Render the data as a numbered list, omitting blank lines, from the first line up to and including the line with "negative clicks: (377, 514) (435, 545)".
:::
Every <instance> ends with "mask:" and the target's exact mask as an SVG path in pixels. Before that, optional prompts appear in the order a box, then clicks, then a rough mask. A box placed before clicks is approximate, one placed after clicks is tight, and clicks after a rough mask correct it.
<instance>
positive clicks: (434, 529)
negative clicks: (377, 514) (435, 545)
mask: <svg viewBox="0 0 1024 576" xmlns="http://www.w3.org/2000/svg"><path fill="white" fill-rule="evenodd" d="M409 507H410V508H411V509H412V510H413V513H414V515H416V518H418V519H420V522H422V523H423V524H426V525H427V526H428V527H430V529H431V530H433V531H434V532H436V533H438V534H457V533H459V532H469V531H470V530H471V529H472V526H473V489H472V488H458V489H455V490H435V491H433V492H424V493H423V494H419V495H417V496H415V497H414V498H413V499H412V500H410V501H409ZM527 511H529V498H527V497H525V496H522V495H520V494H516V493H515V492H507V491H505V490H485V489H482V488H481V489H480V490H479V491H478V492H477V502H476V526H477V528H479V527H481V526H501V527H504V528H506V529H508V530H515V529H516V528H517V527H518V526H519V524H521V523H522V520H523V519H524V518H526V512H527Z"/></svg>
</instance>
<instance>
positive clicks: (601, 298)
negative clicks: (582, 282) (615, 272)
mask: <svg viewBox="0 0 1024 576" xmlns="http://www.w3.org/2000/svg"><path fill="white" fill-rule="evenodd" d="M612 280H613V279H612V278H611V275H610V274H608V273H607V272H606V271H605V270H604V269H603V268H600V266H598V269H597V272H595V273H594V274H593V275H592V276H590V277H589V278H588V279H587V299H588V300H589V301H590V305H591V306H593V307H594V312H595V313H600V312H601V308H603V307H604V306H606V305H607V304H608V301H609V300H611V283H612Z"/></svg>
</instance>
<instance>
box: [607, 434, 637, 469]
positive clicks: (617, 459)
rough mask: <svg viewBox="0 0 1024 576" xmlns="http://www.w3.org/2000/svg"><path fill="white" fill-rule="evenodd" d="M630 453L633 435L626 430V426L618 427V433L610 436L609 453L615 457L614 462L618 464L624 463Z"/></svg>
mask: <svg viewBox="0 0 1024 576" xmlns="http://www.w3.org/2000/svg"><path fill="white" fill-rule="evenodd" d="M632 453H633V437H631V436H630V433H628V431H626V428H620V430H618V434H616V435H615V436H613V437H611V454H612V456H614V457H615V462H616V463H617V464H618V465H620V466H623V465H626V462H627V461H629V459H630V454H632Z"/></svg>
:::
__EXPECTED ANSWER__:
1. Every <instance> ends with "mask:" and the target's exact mask as an SVG path in pixels. Before that, optional prompts appear in the order a box, then clicks, then a rough mask. A box placed before clicks is approximate, one placed after clicks is tight, and clicks after a rough mask correct it.
2. <instance>
3. positive clicks: (434, 529)
4. negative clicks: (377, 514) (435, 545)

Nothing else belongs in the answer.